Working from the entries below, give again each line from the first through the one containing "<point>118,197</point>", exactly and with nothing else.

--- INPUT DATA Enclosed Below ---

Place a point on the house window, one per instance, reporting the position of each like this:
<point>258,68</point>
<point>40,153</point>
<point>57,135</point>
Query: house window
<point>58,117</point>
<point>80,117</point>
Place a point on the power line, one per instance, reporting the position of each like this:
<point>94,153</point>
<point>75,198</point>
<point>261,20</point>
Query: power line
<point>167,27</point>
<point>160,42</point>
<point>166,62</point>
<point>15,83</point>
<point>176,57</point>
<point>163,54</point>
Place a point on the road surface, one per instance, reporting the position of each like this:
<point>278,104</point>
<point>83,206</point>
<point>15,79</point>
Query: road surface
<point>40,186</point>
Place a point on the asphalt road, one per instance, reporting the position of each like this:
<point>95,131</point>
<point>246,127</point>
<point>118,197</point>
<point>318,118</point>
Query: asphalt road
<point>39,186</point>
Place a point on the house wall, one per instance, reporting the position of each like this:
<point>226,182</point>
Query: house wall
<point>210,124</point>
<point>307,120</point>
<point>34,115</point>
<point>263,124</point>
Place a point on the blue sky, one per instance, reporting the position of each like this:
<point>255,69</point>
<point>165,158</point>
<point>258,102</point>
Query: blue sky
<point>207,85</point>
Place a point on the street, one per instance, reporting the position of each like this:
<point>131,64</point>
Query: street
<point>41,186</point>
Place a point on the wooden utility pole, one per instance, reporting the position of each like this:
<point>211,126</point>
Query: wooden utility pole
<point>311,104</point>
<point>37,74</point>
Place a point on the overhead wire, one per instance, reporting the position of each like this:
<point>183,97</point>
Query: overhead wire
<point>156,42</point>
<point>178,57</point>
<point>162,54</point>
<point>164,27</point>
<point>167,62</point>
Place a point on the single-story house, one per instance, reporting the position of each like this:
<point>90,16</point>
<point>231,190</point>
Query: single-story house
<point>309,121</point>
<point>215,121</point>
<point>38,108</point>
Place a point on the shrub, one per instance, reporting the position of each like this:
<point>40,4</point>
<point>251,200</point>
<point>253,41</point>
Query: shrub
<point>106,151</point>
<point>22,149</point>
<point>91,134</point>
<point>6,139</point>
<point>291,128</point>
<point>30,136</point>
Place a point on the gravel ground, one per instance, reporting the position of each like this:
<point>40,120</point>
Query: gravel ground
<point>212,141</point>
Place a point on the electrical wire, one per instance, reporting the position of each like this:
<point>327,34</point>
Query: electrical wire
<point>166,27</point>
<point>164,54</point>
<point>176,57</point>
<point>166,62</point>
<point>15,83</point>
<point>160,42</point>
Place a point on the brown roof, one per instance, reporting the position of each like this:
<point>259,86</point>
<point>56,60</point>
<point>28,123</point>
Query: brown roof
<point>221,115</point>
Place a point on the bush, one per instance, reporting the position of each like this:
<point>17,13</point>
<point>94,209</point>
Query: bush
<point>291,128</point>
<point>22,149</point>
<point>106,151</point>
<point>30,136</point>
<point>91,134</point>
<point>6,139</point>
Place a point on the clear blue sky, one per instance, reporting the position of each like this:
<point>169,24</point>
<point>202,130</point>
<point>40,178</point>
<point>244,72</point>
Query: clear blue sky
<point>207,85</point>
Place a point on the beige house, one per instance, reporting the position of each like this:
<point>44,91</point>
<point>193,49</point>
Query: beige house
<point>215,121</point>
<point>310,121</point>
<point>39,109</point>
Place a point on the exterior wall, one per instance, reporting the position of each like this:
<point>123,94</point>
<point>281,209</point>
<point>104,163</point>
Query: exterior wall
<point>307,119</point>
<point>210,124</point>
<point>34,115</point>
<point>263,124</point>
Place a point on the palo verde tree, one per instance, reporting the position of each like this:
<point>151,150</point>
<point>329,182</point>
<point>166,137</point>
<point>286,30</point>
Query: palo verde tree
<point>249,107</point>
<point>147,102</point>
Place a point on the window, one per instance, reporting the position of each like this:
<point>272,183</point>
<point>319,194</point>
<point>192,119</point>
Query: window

--- End of Enclosed INPUT DATA ---

# [OUTPUT BELOW]
Place a point on the house window, one per instance, reporting the position of each like this:
<point>258,68</point>
<point>40,153</point>
<point>57,135</point>
Query: house window
<point>58,117</point>
<point>80,117</point>
Place a point on the power line, one per instance, reporting the position of each like this:
<point>94,153</point>
<point>75,198</point>
<point>261,20</point>
Query: power line
<point>167,27</point>
<point>160,42</point>
<point>166,62</point>
<point>15,83</point>
<point>176,57</point>
<point>163,54</point>
Place a point on the road surface, one per instance, reporting the position of each like this:
<point>278,104</point>
<point>83,206</point>
<point>15,79</point>
Query: road surface
<point>40,186</point>
Place a point on the asphalt road, one per instance, reporting the position of each like this:
<point>95,131</point>
<point>246,127</point>
<point>118,197</point>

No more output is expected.